▶ **ABOUT THIS EXERCISE**
I would like every record printed again, exactly as shown.

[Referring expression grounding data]

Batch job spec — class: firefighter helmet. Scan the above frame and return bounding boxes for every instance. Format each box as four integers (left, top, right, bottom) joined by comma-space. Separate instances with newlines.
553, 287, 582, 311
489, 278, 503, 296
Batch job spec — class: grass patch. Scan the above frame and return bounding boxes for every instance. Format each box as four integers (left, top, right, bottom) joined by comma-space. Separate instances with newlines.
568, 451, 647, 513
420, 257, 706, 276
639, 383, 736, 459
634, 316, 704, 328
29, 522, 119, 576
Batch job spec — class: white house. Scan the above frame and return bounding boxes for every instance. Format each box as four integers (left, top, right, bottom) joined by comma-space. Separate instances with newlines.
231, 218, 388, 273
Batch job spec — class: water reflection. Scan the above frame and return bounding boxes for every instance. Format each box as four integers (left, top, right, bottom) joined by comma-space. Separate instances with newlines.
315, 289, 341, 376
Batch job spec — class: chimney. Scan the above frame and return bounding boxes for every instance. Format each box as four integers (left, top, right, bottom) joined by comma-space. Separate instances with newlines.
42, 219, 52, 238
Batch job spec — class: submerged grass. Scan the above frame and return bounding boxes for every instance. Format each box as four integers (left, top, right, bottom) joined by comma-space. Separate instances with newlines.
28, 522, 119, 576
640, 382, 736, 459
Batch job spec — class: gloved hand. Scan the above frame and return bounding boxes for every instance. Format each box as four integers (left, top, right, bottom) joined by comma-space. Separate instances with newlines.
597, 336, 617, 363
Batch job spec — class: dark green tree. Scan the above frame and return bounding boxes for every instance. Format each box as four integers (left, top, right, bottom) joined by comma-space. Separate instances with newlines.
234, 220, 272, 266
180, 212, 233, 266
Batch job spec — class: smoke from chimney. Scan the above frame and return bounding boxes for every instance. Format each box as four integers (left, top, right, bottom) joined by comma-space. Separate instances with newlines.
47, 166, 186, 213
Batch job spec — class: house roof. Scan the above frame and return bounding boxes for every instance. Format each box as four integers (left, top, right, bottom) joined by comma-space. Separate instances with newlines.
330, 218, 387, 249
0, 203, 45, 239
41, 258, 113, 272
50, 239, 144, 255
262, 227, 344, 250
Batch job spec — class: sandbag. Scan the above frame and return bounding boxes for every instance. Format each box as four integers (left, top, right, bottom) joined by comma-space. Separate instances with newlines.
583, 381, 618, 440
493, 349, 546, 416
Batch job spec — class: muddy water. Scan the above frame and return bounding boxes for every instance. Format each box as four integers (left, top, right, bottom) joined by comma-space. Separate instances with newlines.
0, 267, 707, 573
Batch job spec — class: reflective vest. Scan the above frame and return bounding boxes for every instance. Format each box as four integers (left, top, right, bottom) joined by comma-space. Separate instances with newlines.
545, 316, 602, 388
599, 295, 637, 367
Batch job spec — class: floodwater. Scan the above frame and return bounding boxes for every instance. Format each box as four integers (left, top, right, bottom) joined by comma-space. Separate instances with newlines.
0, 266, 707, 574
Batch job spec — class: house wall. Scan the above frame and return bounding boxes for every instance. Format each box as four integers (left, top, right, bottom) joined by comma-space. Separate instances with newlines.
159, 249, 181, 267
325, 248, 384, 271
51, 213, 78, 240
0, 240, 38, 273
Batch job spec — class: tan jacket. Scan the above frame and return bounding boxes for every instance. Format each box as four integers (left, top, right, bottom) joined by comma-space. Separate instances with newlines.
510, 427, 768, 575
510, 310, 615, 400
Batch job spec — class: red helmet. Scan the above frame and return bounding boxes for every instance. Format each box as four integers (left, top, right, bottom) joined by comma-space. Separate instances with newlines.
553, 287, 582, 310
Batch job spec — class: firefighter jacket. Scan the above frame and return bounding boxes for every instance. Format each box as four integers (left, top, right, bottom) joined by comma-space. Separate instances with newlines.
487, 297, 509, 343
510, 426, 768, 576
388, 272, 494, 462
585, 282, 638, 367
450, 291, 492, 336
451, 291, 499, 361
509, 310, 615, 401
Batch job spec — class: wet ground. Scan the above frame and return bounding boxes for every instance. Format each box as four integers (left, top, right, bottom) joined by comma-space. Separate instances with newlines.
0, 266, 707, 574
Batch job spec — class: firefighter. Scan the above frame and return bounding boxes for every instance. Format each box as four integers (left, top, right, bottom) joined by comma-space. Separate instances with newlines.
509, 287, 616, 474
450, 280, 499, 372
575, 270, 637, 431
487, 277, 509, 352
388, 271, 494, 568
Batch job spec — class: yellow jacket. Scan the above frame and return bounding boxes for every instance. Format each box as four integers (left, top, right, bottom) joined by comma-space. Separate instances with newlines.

▶ **EXPECTED ANSWER**
Batch job spec — class: firefighter helmet. Scan the above frame and return bounding boxes for every instance. Format each box as four integers (left, top, right, bottom) joined by comma-space. Separate instances with newlines.
553, 287, 582, 311
489, 278, 503, 296
Batch job spec — class: grass patch. Scan the above frame and return bounding boxes for every instance. Format each box as four integers (left, top, right, bottom) joined by comma-space. Separate instances with newlines.
568, 451, 647, 513
420, 257, 706, 276
639, 383, 736, 459
634, 316, 704, 328
29, 522, 119, 576
Batch job spec — class: white house. Scan the above frame and return bounding boxes for every instance. Format each box as four integers (left, top, right, bottom) joined by comma-space. Separate instances with newlines.
231, 218, 388, 273
Batch job spec — class: water reflection. Scan the above frame and return bounding boxes for every instance. Format each box as four integers (left, top, right, bottom) joined by comma-space. Separate instances with newlines.
315, 289, 341, 376
Batch job spec — class: chimney. Scan the above frame and return bounding boxes for every instance. Format each box as four integers (left, top, right, bottom) joined by comma-space. Separate instances with newlines.
42, 219, 52, 238
Batch job spec — class: submerged grass. Scan the above frame and return bounding boxes for every instance. Format each box as four integers (left, top, right, bottom) joined by comma-space. Separate instances with newlines.
28, 522, 119, 576
640, 382, 736, 459
Batch job spec — class: gloved hand. Scan the above frame and return bounding boxes for every instance. Format each box as four integers (left, top, right, bottom) joined by comma-space. Separate instances with newlines.
597, 336, 617, 363
Batch job spec — class: dark green tree. Scan the above frame and return bounding boxes for every instance. Format each box as four integers (left, top, right, bottom) joined by comma-space. Separate instances with newlines.
234, 220, 272, 266
180, 212, 233, 266
Batch job spec — class: smoke from chimney. Scan the above frame and return bounding boxes for every instance. Format each box as four integers (left, top, right, bottom) joined by comma-space. Separate instances with newlines.
47, 166, 186, 213
Batch job spec — class: house roof. Scan the above frame and return bounding boxes for every instance. Format each box as four integers (left, top, right, bottom) joined by comma-space. Separate instances with newlines.
330, 218, 387, 249
0, 203, 45, 239
41, 258, 113, 272
50, 239, 144, 255
262, 227, 344, 250
Batch job spec — class: sandbag. Scan the above frame and return bounding boxes for every instance. Format each box as four integers (left, top, right, bottom) joined by comma-space. Separate instances with newlines.
583, 381, 618, 440
493, 349, 546, 416
Batch job spec — class: muddy water. Scan the above frame and return bounding boxes for every instance. Format each box as four integers (left, top, right, bottom) joined by comma-space. Separate instances with newlines.
0, 267, 707, 573
Batch job spec — class: reflective vest. Scan the above frame and return bounding boxes for every instance. Format each box as four integers (left, top, right, bottom) joined by comma-space. Separate instances with newlines.
545, 316, 602, 388
599, 295, 637, 367
Batch job spec — class: floodwater. Scan the above frame and return bounding boxes for every instance. Format each box as four integers (left, top, right, bottom) joined by comma-space. Separate instances with newlines.
0, 266, 707, 574
Batch job spec — class: house wall. Scan the above frame and return bounding boxes for every instance. Format each box as four integers (left, top, right, bottom) joined by comma-space. Separate instances with newlines.
159, 249, 181, 267
325, 248, 384, 271
51, 213, 78, 240
0, 240, 38, 273
Batch job spec — class: tan jacket. Scan the above frame and return bounding boxes for every instance. Format each box as four integers (left, top, right, bottom) joined by comma-space. Separate instances with newlines.
510, 427, 768, 575
510, 310, 615, 400
Batch job spec — class: red helmet. Scan the above frame and return bounding boxes for every instance. Format each box as four integers (left, top, right, bottom) joined by comma-space. Separate instances with newlines.
553, 287, 582, 310
Batch job spec — class: firefighter jacket. Scan the above frame and return bounding boxes for every instance. Format each box as four integers (left, top, right, bottom) joined by comma-space. Separate instances with newlines.
487, 297, 509, 343
510, 426, 768, 576
388, 272, 494, 462
585, 282, 638, 367
450, 291, 492, 336
451, 291, 499, 361
509, 310, 615, 401
Batch job spec — class: wet ground. Scan the above frame and return bounding boxes for every instance. Format each box as four integers (left, top, right, bottom) joined by comma-space. Separate instances with newlines.
0, 266, 707, 574
Batch job spec — class: firefighter. Scan the above frame and return bounding boxes for every instance. Format each box as four integers (left, top, right, bottom) joined by comma-space. Separate instances with newlines.
509, 287, 616, 474
450, 280, 499, 372
575, 270, 637, 431
487, 277, 509, 352
388, 271, 494, 568
Batch job spec — class: yellow jacket. Scan the above frame and return bounding boxes for every instance. Format each box as four integers (left, top, right, bottom) joined by comma-space. Separate instances with newlines.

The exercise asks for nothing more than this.